◆ **ИЗВЛЕЧЕННЫЙ ТЕКСТ**
────────────────

В истории бурного XVIII века издавна выделяли две крупные и яркие фигуры — Петра I и Екатерину II. Сам Радищев — после крепости и ссылки, несмотря ни на что! — вглядываясь в уже прошедшее XVIII столетие (поэма «Осьмнадцатый век»), видит во временном его потоке «две скалы» — «Екатерина и Петр, вечности дети — и Росс», две могучие фигуры, достойные навечно остаться в памяти людей и как бы равновеликие народу. То же сопоставление Петра и Екатерины можно встретить и у Пушкина. Оно стало традиционным для дореволюционной историографии. С течением времени, однако, посмертные судьбы этих двоих правителей резко разошлись: Петра принялись возвеличивать столь безудержно, подлинный облик этого сложнейшего из сложных был сведен к такой «прогрессивной» простоте, что в нем не осталось почти ничего живого, а все потому, что одни справедливые суждения — великий реформатор, давший мощный толчок новому общественному развитию России, начавший собой новый период ее истории, — заслонили собой другие, не менее справедливые и важные. От политического деятеля сложного XVIII века нельзя ждать простоты. И нельзя его рассматривать вне главной, в высшей степени болезненной социально-политической и нравственной проблемы России, не установив его роли в процессе закрепощения. Так и Петра нельзя оценить и понять, забывая о том, какой мощный толчок дал он этому процессу. Царь-реформатор, царь-просветитель, вполне заслуживший имя крепостника, — можно ли свести к простоте такого рода сложность?
Общественная репутация Екатерины шла обратным путем: некогда признанная просветительница, она превратилась в стопроцентную крепостницу, лицемерно прикрывавшую свою сущность мнимым просветительством и либерализмом. Между тем и эту сложнейшую фигуру нельзя, разумеется, свести ни к какой простоте — ни «прогрессивной», ни «реакционной».

────────────────

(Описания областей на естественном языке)
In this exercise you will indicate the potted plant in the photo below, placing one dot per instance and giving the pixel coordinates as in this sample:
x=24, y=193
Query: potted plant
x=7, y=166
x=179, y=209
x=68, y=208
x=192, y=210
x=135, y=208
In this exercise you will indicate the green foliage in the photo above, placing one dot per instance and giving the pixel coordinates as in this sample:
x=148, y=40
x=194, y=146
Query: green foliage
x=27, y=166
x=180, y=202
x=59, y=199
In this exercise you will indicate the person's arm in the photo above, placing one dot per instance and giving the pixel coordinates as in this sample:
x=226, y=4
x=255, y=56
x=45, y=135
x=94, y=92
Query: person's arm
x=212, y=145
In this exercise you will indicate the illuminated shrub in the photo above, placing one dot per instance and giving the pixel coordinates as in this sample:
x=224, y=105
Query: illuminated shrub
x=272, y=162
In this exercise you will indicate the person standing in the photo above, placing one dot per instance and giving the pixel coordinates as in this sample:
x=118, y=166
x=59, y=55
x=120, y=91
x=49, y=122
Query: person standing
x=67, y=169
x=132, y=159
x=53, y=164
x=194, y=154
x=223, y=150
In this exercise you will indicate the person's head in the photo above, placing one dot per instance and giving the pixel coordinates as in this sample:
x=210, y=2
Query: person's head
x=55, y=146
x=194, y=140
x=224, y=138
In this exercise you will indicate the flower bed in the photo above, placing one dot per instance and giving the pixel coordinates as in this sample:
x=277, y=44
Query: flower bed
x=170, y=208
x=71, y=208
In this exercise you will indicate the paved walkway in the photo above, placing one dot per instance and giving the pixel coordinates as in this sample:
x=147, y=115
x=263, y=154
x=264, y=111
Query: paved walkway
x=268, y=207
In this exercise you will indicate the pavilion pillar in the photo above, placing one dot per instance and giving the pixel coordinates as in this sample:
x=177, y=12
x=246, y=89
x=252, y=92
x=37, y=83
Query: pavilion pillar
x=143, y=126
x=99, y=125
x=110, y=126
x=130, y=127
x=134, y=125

────────────────

◆ **ЗАДАНИЕ**
Продолжите текст о Петре I и Екатерине II, начав сразу после его последнего предложения.

◆ **ОТВЕТ К ЗАДАНИЮ**
Прошло то время, когда XVIII век представлялся в культурном отношении неким никчемным перерывом между двумя великими культурами — Древней Руси и XIX столетия. Мы давно поняли, что он заслуживает самого пристального внимания: уж верно, он хорошо поработал, если результатом его стал великий XIX. Самая активная и глубокая работа приходится на вторую его половину, период, который принято было называть «веком Екатерины». Имеет ли это наименование, ныне изгнанное из нашей литературы, какой-то смысл или оно — дань тому этапу нашей исторической науки, когда периодизация основывалась на царях и династиях (впрочем, первая четверть века по-прежнему именуется «Петровским временем», и никого это не тревожит)?
Когда в 1767 году депутаты, созванные Екатериной для того, чтобы выработать новые законы Российской империи, торжественно поднесли ей титул «Великой», она отказалась, резонно заметив: «О моих делах оставляю времени и потомкам беспристрастно судить». Мне кажется это ее желание справедливым. Каждый, живший на земле, имеет право на беспристрастный суд, каждый состоит под защитой презумпции невиновности, его судьбе должен быть подведен строгий и по возможности точный итог. Между тем в литературе как научной, так и научно-популярной (я уже не говорю о беллетристической) царит неслыханный произвол по отношению к тем, кто так или иначе выделился на исторической арене, — их доброе имя словно бы выморочно, как будто тот факт, что они были знамениты, ставит их вне закона, — и какая уж тут презумпция невиновности! Это чувство полной собственности на имя умершего, совершенной безответственности перед ним приводит к грубым историческим ошибкам и явному засорению общественного сознания.